Consignes:
**a)** Citez le récit sur les camps du désert, en commençant à « Nous sommes cinq » et en terminant à « à la consommation.... ».
**b)** Prolongez le récit sur les camps du désert au-delà de sa dernière phrase.

Source:
--------------------------------
Nous sommes cinq dans cette pièce, dont un bébé complètement recouvert d’un tissu. Parfois, pour n’avoir pas vu le moindre mouvement, il m’est arrivé de soulever le voile comme on le ferait d’un linceul. Nous sommes des milliers dans ces camps à être recroquevillés dans une manifestation géante que le monde ignore.
...Ne m’effleure même pas l’absence de potabilité de l’eau du camp. Je sais qu’elle ne répond pas aux normes de consommation animale dans les pays dits riches. Une responsable de la wilaya me l’a confirmé le jour ou les camions d’approvisionnement ont dû doubler leur rotation pour subvenir à la consommation estivale. On allait donc distribuer deux fois plus d’eau impropre à la consommation....
...Nous sommes des milliers dans ces cercles de silence spontanés en plein désert.
Et nous sommes pourtant si seuls, chacun avec sa bouche sèche, sa salive déposée en pâte au palais ou sur l’émail des dents, ses mouches venant au coin des yeux ou des lèvres comme en un puits à sec.
--------------------------------
Jeu de données:

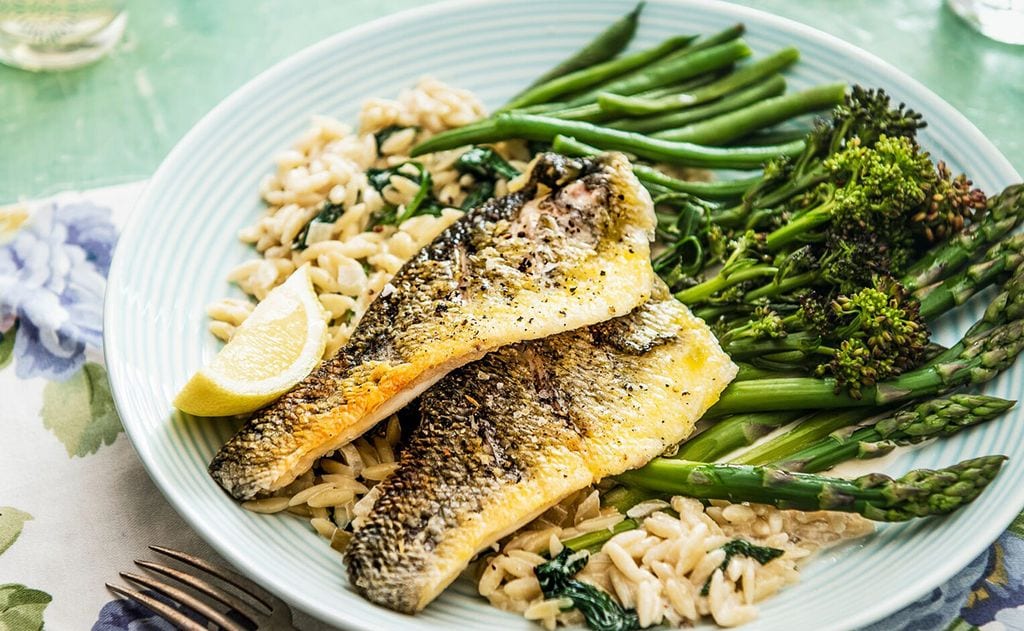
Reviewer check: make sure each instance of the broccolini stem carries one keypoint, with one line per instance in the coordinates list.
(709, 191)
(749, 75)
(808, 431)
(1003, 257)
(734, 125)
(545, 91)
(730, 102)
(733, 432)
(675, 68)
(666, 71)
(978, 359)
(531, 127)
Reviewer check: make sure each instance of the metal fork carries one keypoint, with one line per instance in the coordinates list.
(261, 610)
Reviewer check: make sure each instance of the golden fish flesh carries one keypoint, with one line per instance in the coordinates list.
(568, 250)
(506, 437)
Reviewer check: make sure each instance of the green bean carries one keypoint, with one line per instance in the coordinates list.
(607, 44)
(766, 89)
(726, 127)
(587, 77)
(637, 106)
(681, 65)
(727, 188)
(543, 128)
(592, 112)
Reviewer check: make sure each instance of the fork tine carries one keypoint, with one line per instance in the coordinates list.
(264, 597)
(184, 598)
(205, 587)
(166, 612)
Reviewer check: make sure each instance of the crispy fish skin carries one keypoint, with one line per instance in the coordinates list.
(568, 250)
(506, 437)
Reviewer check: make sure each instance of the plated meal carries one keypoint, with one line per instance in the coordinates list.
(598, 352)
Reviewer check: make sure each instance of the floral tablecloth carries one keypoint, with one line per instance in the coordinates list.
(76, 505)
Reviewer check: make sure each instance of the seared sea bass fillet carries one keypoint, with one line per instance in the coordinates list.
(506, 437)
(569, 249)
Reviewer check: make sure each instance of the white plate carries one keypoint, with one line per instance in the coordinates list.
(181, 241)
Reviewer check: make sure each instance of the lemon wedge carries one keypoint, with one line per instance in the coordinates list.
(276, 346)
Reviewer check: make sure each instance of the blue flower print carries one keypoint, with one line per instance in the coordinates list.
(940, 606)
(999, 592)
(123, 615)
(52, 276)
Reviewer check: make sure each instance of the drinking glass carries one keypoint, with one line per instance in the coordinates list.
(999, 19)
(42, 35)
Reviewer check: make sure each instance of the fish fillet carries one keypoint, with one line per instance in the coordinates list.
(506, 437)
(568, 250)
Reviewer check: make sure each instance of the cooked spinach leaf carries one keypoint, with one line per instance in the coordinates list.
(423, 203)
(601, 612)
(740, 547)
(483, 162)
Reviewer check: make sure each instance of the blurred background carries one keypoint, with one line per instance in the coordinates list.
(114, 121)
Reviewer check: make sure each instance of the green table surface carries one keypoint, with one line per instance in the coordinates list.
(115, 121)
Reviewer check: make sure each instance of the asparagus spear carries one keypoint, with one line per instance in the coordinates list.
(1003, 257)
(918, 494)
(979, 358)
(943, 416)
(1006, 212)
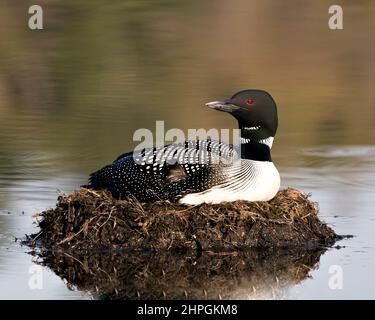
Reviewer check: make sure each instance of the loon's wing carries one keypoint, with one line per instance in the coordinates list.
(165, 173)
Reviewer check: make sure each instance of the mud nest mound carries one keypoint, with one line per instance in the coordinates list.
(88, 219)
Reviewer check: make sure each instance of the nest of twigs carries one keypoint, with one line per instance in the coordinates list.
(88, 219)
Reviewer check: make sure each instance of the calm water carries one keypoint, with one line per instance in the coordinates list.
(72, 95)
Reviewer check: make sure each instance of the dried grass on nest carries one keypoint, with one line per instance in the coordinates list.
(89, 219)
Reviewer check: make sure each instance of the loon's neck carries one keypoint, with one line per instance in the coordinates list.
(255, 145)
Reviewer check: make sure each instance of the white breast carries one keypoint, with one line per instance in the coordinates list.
--------------------------------
Corrigés:
**a)**
Nous sommes cinq dans cette pièce, dont un bébé complètement recouvert d’un tissu. Parfois, pour n’avoir pas vu le moindre mouvement, il m’est arrivé de soulever le voile comme on le ferait d’un linceul. Nous sommes des milliers dans ces camps à être recroquevillés dans une manifestation géante que le monde ignore.
...Ne m’effleure même pas l’absence de potabilité de l’eau du camp. Je sais qu’elle ne répond pas aux normes de consommation animale dans les pays dits riches. Une responsable de la wilaya me l’a confirmé le jour ou les camions d’approvisionnement ont dû doubler leur rotation pour subvenir à la consommation estivale. On allait donc distribuer deux fois plus d’eau impropre à la consommation....

**b)**
Si nombreux et si seuls au bord de cette torpeur, comme si dans un instinct de survie, chacun devait laisser croire à la mort qui passe qu’il l’est déjà et qu’il n’est pas besoin du coup de grâce.
Si nombreux et si seuls à répondre à cet appel au calme en nous-mêmes lancé par ce souffle si chaud qu’on le croirait sorti d’un four....
Quels crimes ont commis ces enfants, ces femmes, ces hommes, ces vieillards pour mériter d’endurer depuis 35 ans ces conditions ?
Faudra t’il un jour leur demander comment survivre, lorsque notre folie mondialiste et destructrice amènera les générations à venir à vivre ces conditions, parce que nous n’aurons pas su respecter les Droits Humains et notre environnement ?...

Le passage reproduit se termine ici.